Directions ▸ Given the records below, would you repeat exactly the lines that begin at the one containing "like x=223 y=213." and end at the one containing "like x=79 y=33.", inclusive?

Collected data

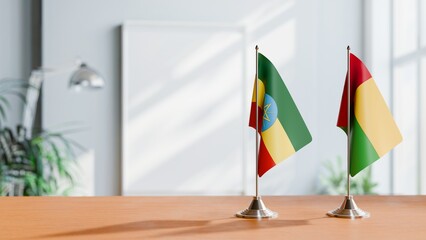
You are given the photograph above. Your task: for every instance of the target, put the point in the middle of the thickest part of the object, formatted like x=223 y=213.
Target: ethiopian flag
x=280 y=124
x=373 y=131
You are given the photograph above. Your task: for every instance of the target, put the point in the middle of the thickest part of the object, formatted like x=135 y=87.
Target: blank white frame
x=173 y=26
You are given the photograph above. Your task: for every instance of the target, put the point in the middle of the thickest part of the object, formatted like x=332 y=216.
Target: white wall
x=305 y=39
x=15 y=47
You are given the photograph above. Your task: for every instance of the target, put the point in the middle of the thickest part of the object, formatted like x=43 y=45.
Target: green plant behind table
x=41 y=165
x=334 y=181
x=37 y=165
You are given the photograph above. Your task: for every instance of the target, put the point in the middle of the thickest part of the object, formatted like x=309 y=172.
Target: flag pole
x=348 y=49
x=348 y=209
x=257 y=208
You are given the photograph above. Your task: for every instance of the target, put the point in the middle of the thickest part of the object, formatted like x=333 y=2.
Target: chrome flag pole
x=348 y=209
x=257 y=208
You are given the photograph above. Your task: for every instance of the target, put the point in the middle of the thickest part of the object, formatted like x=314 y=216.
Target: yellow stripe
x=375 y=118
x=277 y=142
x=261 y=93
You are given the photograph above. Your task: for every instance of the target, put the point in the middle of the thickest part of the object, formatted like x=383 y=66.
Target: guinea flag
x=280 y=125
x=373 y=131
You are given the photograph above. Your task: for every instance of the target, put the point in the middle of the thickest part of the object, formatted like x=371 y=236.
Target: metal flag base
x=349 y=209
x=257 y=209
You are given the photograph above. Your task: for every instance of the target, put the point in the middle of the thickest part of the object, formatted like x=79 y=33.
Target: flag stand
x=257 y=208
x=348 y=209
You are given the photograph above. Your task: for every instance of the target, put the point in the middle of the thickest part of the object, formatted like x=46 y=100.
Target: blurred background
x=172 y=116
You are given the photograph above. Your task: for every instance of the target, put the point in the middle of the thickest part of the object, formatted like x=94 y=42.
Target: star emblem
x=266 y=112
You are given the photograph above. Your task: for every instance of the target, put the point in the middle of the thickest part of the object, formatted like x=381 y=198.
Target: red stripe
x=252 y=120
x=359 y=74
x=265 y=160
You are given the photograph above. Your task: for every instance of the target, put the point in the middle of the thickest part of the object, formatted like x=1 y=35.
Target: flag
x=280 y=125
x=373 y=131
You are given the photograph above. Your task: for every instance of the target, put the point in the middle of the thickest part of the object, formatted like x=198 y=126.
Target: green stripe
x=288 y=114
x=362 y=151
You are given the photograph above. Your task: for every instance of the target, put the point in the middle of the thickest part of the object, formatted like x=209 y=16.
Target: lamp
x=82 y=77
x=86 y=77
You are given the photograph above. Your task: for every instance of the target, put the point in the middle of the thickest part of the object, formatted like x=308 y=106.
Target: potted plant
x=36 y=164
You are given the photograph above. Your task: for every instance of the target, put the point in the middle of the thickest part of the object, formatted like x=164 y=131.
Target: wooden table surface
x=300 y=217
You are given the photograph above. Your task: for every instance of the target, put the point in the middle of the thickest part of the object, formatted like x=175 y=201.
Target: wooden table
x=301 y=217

...

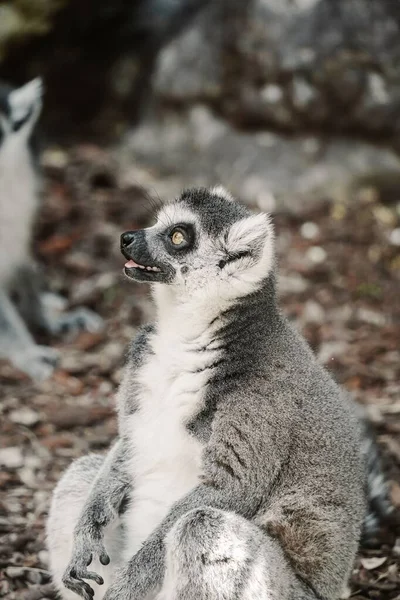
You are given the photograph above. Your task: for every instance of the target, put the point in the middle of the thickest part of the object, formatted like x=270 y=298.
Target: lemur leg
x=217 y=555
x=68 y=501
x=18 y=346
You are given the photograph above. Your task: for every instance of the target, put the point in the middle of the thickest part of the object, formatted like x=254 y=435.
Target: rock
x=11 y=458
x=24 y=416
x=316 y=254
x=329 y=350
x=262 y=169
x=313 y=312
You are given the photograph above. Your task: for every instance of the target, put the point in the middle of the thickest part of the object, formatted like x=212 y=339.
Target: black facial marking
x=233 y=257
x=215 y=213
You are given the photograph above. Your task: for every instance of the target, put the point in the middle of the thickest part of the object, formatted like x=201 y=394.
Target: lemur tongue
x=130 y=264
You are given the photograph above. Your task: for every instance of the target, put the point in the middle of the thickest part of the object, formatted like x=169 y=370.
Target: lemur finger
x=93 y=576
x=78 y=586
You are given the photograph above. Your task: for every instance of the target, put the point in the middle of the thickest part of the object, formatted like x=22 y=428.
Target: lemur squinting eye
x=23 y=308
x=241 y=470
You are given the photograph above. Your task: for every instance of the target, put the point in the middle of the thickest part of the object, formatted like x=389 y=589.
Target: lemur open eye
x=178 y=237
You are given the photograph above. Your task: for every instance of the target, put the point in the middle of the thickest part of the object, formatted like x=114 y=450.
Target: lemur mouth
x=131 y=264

* * *

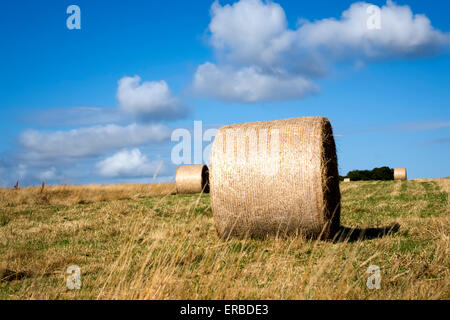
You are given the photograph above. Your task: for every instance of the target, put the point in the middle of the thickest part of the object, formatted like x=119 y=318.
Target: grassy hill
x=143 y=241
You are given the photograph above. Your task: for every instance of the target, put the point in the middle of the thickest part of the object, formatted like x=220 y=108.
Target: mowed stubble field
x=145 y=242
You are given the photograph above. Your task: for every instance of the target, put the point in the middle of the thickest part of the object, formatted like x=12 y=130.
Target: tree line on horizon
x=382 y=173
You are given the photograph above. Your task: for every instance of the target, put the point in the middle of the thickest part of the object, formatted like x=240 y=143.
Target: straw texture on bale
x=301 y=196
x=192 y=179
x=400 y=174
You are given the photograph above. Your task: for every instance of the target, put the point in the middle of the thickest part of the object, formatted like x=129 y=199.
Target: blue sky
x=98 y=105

Worked solution ▸
You are given the photograph above. Your task: for every instance of the target, put the point in the middle of the thickest part of the object, formatted like x=223 y=213.
Target: ethiopian flag
x=280 y=124
x=373 y=131
You are given the photograph above. Your task: for every instance of the target, put the point in the middle of the thickest part of the object, formatted like x=135 y=87.
Target: blank white frame
x=173 y=26
You are given the photograph above. Your task: for every instance of the target, put the point in the middle of the thickest part of the object, formatted like x=332 y=216.
Target: white wall
x=305 y=39
x=15 y=47
You are given the photograph above. Your task: for every instance of the target, put the point in the middle of the thickest part of the object, formatted like x=43 y=45.
Target: green plant behind table
x=41 y=165
x=334 y=181
x=37 y=165
You are given the photograph above. Your task: for every instance of the target, put the point in the middle of the thickest part of the object, formatted like x=309 y=172.
Target: flag pole
x=348 y=49
x=348 y=209
x=257 y=208
You are given the photograph above. Your task: for every instance of the target, put the point in the middle of the thickest part of the object, formatted like x=333 y=2.
Target: chrome flag pole
x=348 y=209
x=257 y=208
You are given the photograph above. Your task: for every instance of the target, put the point in the middle of the thickest part of the object, formatted like x=314 y=216.
Target: yellow stripe
x=375 y=118
x=277 y=142
x=261 y=93
You are given the photograph above. Your task: for every instance of the target, put the point in the middle of the thickest part of the object, formatted like x=383 y=66.
Target: guinea flag
x=280 y=125
x=373 y=131
You are given the photograph above. Your task: for every instance of the target, put the point in the middle of the thickest part of the object, formatted like x=371 y=236.
Target: metal flag base
x=349 y=209
x=257 y=209
You are given the photograph above. Your task: for every instance of the target, put the point in the middle of the thickest part of the object, formatted like x=79 y=33.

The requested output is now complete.